(Extracted text)
-*-*-

Eggplant helps a wide variety of companies test all sorts of solutions, from point-of-sale terminals to vending machines to banking websites. “We test the whole user experience and we can do this in a nice SaaS platform so that you can scale up and down easily,” said Edwards.

Edwards believes that if you’re doing true test-driven development, you cannot start with a testing approach that is centered on code rather than on the user. “What you should be validating at the end of your sprint is validating that you have delivered that benefit, have delivered that functionality, that story to the user. And the only way to do that properly is to come at it from the user perspective,” said Edwards.

Most software testing vendors work to analyze code and find a way to ensure that that code complies with the necessary specifications, Edwards explained. What Eggplant does when testing is that it ensures that the software is behaving correctly and doing the things that will make the user happy. “I think testers need to start looking at the customers first and not really care that much if we comply with this little bit of the spec, that little bit of the spec,” said Edwards.

“I definitely think that more testers need to be thinking, how can I drive the business outcome?” Edwards said. “And I have to say, as I talk to companies these days, I’m hearing more and more people thinking that way.” He believes this should be the starting point for testing these days.

-*-*-

Labeled object pointing entries:
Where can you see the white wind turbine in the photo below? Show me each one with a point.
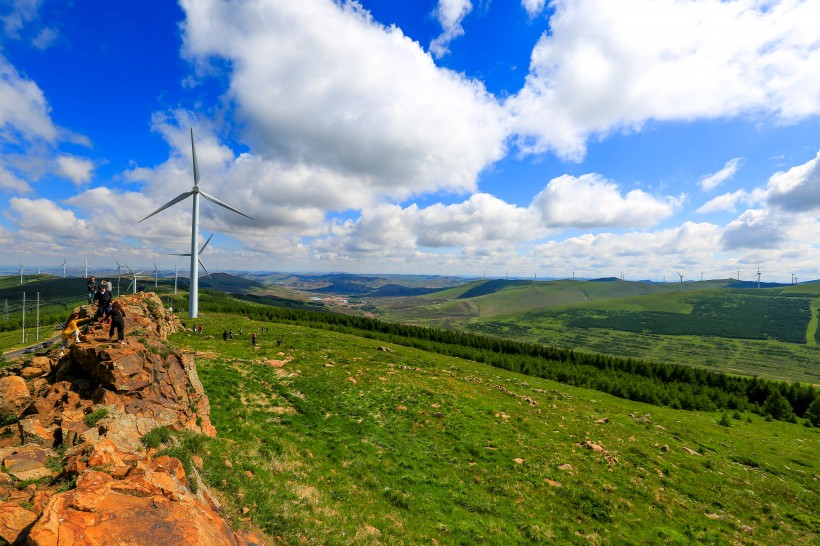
(134, 281)
(193, 305)
(199, 260)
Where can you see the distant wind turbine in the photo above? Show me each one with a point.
(193, 305)
(133, 282)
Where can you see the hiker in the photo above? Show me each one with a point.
(72, 328)
(92, 288)
(117, 322)
(103, 299)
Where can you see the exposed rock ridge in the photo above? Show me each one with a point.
(124, 494)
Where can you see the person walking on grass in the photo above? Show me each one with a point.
(117, 322)
(72, 328)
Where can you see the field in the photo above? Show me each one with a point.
(768, 332)
(330, 440)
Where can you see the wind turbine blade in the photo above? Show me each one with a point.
(203, 246)
(170, 203)
(193, 154)
(213, 199)
(205, 268)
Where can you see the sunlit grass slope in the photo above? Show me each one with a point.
(330, 440)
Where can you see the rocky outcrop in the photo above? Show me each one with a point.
(79, 419)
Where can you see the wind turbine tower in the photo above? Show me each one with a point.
(193, 298)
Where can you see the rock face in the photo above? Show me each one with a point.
(123, 494)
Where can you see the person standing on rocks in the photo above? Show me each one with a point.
(117, 322)
(72, 328)
(92, 288)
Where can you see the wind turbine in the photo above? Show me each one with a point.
(193, 305)
(200, 252)
(134, 281)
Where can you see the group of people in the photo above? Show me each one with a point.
(108, 310)
(228, 334)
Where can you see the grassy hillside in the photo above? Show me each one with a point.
(329, 440)
(770, 332)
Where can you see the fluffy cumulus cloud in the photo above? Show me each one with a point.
(610, 66)
(24, 112)
(591, 201)
(715, 179)
(373, 106)
(639, 255)
(43, 219)
(798, 189)
(725, 202)
(533, 7)
(76, 169)
(754, 229)
(449, 13)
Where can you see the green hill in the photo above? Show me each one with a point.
(327, 439)
(770, 332)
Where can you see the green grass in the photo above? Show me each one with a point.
(769, 332)
(423, 447)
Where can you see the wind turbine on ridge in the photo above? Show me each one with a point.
(193, 298)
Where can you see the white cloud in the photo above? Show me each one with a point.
(76, 169)
(796, 190)
(20, 12)
(754, 229)
(611, 66)
(715, 179)
(591, 201)
(725, 202)
(372, 106)
(43, 220)
(449, 13)
(9, 181)
(23, 107)
(45, 38)
(533, 7)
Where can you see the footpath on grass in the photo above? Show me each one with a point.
(73, 466)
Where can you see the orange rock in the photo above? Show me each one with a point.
(14, 394)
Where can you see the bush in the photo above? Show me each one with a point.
(813, 413)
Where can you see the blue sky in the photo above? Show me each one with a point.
(643, 137)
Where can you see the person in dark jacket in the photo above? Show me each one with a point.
(103, 301)
(117, 322)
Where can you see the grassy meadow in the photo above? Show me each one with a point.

-*-*-

Reproduce the part of the software testing text starting at "Most software testing" and ending at "testing these days.".

Most software testing vendors work to analyze code and find a way to ensure that that code complies with the necessary specifications, Edwards explained. What Eggplant does when testing is that it ensures that the software is behaving correctly and doing the things that will make the user happy. “I think testers need to start looking at the customers first and not really care that much if we comply with this little bit of the spec, that little bit of the spec,” said Edwards.

“I definitely think that more testers need to be thinking, how can I drive the business outcome?” Edwards said. “And I have to say, as I talk to companies these days, I’m hearing more and more people thinking that way.” He believes this should be the starting point for testing these days.